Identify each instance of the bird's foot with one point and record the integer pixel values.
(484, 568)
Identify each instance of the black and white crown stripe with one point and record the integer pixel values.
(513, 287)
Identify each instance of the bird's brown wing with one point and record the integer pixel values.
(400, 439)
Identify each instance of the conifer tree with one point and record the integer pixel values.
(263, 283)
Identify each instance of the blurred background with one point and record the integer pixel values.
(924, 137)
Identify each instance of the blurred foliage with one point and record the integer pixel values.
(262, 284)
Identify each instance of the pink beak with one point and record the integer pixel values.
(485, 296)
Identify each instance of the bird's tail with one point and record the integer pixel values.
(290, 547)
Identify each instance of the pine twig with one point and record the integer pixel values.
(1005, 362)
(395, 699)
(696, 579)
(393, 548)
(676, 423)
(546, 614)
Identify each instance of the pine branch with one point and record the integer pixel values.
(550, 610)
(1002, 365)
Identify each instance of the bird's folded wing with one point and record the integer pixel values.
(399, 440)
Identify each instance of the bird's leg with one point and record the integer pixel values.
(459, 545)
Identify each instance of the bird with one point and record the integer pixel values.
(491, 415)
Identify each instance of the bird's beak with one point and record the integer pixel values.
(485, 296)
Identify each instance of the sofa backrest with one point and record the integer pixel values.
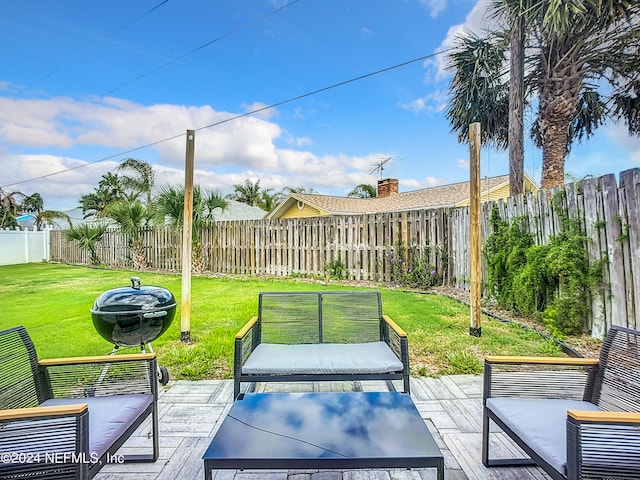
(19, 382)
(617, 381)
(320, 317)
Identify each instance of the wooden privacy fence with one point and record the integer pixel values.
(367, 245)
(610, 217)
(360, 244)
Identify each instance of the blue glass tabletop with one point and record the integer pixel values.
(323, 430)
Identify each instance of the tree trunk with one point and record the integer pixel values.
(516, 109)
(555, 118)
(559, 94)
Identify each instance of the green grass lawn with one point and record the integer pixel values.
(52, 301)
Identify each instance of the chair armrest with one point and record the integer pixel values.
(49, 362)
(541, 360)
(394, 326)
(396, 338)
(605, 417)
(37, 439)
(247, 339)
(539, 377)
(246, 328)
(78, 377)
(35, 412)
(603, 444)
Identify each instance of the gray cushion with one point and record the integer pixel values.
(323, 358)
(109, 416)
(540, 423)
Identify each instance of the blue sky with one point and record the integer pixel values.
(85, 85)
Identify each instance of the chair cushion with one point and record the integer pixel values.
(323, 358)
(109, 416)
(540, 423)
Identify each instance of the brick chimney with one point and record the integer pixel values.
(387, 187)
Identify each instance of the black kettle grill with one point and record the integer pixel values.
(134, 316)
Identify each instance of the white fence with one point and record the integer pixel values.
(24, 246)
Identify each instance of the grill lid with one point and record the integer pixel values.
(134, 299)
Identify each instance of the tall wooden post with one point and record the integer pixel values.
(475, 247)
(187, 238)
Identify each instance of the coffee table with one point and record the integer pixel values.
(341, 430)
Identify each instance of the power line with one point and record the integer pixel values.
(201, 47)
(236, 117)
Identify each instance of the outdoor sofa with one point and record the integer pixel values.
(320, 336)
(576, 418)
(67, 418)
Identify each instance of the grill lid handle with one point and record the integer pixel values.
(135, 282)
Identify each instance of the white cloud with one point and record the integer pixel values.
(463, 164)
(618, 133)
(90, 130)
(435, 7)
(478, 21)
(434, 102)
(412, 184)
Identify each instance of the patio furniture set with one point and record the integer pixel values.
(575, 418)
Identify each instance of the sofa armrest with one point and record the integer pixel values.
(603, 444)
(396, 338)
(79, 377)
(539, 377)
(40, 439)
(49, 362)
(246, 340)
(42, 412)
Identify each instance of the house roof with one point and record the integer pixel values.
(433, 197)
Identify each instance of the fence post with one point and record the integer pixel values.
(474, 234)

__________________________________________________

- What this task involves: Convert all of the lines above into a JSON list of strings, one string per line, with blank lines and the pictures left out.

- Result:
[
  "Identify each instance of the bird's foot with one point and record the integer pixel values.",
  "(484, 568)",
  "Identify each instance of the black and white crown stripe with one point and record the integer pixel values.",
  "(513, 287)",
  "Identify each instance of the bird's brown wing with one point and record the integer pixel values.",
  "(400, 439)",
  "Identify each instance of the conifer tree with one point and record the integer pixel values.",
  "(263, 283)",
  "Identify each instance of the blurred background with one point and record the integer pixel values.",
  "(924, 137)",
  "Identify each instance of the blurred foliage with one point and record the integer pixel values.",
  "(262, 284)",
  "Identify each instance of the pink beak with one point and record the integer pixel values.",
  "(485, 296)",
  "Identify each instance of the bird's tail with one point and record the integer pixel values.",
  "(290, 547)",
  "Identify each instance of the pine twig with one point and record the integer pixel values.",
  "(1005, 362)",
  "(395, 699)",
  "(696, 579)",
  "(393, 548)",
  "(676, 423)",
  "(546, 614)",
  "Identify each instance of the pine branch with one point and record the integer pixel values.",
  "(550, 610)",
  "(1002, 365)",
  "Identify each instance of the bird's folded wing with one point and record the integer pixel values.",
  "(399, 440)",
  "Identify each instance of the bird's leg with one point and record the integer pixel values.",
  "(459, 545)",
  "Identify each instance of the bird with one point and record the integer pixel values.",
  "(491, 415)",
  "Identify each instance of the bird's beak with one point and record the integer pixel values.",
  "(485, 296)",
  "Identify each instance of the sofa backrest with one point and record the integer pixel values.",
  "(19, 382)",
  "(617, 381)",
  "(320, 317)",
  "Identify each instance of the wooden privacy fence with one point and record the integer pixel values.",
  "(367, 245)",
  "(610, 217)",
  "(360, 244)",
  "Identify each instance of the blue glass tabletop with one point and record the integer pixel values.",
  "(323, 430)",
  "Identify each instance of the tree trunk with one point and record the integer pixel values.",
  "(516, 109)",
  "(555, 118)",
  "(559, 94)",
  "Identify each instance of the green grass lawn with one point and record the integer pixel values.",
  "(52, 301)",
  "Identify each instance of the chair armrest with one point and record the integer pixel values.",
  "(49, 362)",
  "(541, 360)",
  "(394, 326)",
  "(396, 338)",
  "(605, 417)",
  "(37, 439)",
  "(247, 339)",
  "(539, 377)",
  "(246, 328)",
  "(78, 377)",
  "(35, 412)",
  "(603, 444)",
  "Identify each instance of the gray cushion with one point and record the integer pixel values.",
  "(323, 358)",
  "(109, 416)",
  "(540, 423)",
  "Identify each instance of the blue sky with one point and record the integer pixel values.",
  "(85, 85)",
  "Identify each instance of the chair cushion with one point and record the integer pixel values.",
  "(323, 358)",
  "(109, 416)",
  "(540, 423)",
  "Identify each instance of the brick chimney with one point and record the integer pixel values.",
  "(387, 187)",
  "Identify each instance of the black kettle grill with one point and record the integer pixel values.",
  "(134, 316)",
  "Identify each instance of the white fence with one point and record the integer pixel values.",
  "(24, 246)",
  "Identify each instance of the grill lid with one point and record the integer pixel values.",
  "(134, 299)",
  "Identify each instance of the tall wooden post with one point and record the integer pixel values.",
  "(475, 247)",
  "(187, 238)",
  "Identify each instance of the coffee table with one point and record the integer pixel values.",
  "(341, 430)",
  "Identify each instance of the power line with one point and record the integer pixel values.",
  "(201, 47)",
  "(236, 117)",
  "Identify each instance of the outdoor sofa with one point and record the integer pixel values.",
  "(320, 336)",
  "(576, 418)",
  "(67, 418)",
  "Identify each instance of the grill lid handle with one point and record the integer pixel values.",
  "(135, 282)",
  "Identify each instance of the white cloud with one point and record the integer pixel values.",
  "(463, 164)",
  "(618, 133)",
  "(90, 130)",
  "(435, 7)",
  "(478, 21)",
  "(434, 102)",
  "(412, 184)",
  "Identify each instance of the patio furniture set with one point and record the integer pixel values.",
  "(575, 418)",
  "Identify each instance of the sofa armrest with one point and record the integer pixel values.",
  "(603, 444)",
  "(396, 338)",
  "(79, 377)",
  "(539, 377)",
  "(40, 439)",
  "(49, 362)",
  "(246, 340)",
  "(42, 412)",
  "Identify each instance of the house roof with one point and record the integer pixel values.",
  "(433, 197)",
  "Identify each instance of the fence post with one point and record the integer pixel values.",
  "(474, 234)"
]